----- Extracted information -----

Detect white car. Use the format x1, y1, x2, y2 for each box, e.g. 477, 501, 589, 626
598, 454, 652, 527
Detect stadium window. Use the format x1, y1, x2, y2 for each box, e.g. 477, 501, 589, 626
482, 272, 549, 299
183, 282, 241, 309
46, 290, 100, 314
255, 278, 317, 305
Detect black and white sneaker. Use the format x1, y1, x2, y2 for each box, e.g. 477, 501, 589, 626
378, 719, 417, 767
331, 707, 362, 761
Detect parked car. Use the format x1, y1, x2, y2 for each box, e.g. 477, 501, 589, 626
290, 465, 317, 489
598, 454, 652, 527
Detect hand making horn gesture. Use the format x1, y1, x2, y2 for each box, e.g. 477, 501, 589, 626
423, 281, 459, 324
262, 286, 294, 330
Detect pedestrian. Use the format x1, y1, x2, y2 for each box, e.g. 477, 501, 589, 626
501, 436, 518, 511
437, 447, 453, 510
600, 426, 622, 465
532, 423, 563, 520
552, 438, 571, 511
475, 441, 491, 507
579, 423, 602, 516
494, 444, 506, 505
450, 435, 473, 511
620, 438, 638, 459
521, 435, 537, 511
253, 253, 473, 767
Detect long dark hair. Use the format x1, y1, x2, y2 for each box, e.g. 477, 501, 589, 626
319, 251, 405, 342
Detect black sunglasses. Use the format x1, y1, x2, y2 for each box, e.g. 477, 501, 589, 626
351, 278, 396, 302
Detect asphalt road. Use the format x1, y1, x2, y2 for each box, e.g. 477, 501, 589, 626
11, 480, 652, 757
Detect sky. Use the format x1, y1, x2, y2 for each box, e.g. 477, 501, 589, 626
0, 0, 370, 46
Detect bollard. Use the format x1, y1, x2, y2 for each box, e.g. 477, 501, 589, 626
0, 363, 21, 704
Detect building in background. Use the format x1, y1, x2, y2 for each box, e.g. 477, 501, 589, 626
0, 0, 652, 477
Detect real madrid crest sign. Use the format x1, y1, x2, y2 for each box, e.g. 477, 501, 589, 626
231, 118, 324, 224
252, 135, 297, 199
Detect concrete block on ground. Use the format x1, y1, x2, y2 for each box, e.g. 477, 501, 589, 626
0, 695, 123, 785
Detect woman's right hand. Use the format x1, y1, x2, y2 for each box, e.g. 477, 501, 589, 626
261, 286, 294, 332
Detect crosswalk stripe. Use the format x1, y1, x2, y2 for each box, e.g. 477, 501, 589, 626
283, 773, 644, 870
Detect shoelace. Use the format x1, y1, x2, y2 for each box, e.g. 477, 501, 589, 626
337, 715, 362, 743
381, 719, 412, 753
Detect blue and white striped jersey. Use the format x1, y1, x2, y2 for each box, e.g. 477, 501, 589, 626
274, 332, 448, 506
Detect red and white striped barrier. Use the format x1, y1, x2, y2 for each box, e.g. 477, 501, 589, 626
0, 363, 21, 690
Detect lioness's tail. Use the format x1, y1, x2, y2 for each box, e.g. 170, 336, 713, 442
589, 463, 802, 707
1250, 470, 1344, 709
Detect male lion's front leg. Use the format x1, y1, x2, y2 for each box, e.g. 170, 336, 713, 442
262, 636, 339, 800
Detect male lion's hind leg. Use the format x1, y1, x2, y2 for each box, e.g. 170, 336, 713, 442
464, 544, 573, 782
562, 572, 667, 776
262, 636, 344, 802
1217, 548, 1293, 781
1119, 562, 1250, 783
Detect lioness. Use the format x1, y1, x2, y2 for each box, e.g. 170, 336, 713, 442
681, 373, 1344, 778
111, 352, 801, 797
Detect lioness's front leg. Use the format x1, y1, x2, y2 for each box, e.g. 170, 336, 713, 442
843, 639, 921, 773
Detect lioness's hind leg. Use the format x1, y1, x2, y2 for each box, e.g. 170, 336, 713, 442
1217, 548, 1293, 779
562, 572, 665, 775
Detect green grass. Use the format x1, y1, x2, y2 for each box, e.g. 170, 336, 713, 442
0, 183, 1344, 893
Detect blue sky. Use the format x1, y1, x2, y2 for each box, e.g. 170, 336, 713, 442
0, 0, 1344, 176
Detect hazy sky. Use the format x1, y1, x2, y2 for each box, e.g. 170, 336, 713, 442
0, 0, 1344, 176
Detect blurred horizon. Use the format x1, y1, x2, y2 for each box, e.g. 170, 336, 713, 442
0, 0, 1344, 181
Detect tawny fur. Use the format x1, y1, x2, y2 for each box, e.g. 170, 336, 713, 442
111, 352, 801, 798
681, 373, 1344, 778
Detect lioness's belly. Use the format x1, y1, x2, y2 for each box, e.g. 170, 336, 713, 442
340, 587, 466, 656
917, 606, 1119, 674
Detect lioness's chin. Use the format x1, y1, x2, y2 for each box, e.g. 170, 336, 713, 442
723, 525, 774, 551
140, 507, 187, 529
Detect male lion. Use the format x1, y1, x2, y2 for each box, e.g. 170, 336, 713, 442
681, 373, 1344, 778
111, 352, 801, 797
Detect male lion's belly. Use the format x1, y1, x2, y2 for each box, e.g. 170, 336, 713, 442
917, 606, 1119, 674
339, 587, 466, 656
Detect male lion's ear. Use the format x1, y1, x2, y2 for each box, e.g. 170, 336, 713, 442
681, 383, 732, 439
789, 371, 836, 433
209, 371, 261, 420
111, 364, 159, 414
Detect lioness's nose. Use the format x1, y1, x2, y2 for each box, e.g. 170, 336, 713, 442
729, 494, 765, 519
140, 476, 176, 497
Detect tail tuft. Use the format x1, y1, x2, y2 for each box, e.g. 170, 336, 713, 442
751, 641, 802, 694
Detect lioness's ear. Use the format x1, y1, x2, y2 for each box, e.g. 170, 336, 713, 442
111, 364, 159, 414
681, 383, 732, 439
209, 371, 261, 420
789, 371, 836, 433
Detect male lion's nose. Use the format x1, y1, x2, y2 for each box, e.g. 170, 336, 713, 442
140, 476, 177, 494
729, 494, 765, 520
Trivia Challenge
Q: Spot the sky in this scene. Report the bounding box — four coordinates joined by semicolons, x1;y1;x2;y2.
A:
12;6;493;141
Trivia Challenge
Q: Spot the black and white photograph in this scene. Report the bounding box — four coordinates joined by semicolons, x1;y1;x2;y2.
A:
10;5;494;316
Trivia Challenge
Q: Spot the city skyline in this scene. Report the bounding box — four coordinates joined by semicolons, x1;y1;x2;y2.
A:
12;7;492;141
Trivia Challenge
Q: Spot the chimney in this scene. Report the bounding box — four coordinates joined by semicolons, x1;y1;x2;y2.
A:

-----

Pull out every line above that contains the string "coordinates", matching its case exactly.

§ Response below:
Q: Spot the sky in this scene. Report the bounding box — four coordinates joined by semicolons, x1;y1;x2;y2.
Q: Spot the black and white photograph in this scene. Report the bounding box — four coordinates joined by semicolons, x1;y1;x2;y2.
Q: Spot the city skyline in this scene. Report the bounding box — four coordinates joined by semicolons, x1;y1;x2;y2.
Q: Spot the chimney in this scene. Report the bounding box — four coordinates joined by semicolons, x1;y1;x2;y2.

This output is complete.